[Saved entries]
=-=-=-=-=
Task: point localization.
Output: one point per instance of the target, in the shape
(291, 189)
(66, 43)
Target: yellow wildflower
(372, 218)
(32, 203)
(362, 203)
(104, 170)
=-=-=-=-=
Activity: If a line in the records above has the word "point", copy it out.

Expected output:
Task: point localization.
Output: one point per instance of the target, in the shape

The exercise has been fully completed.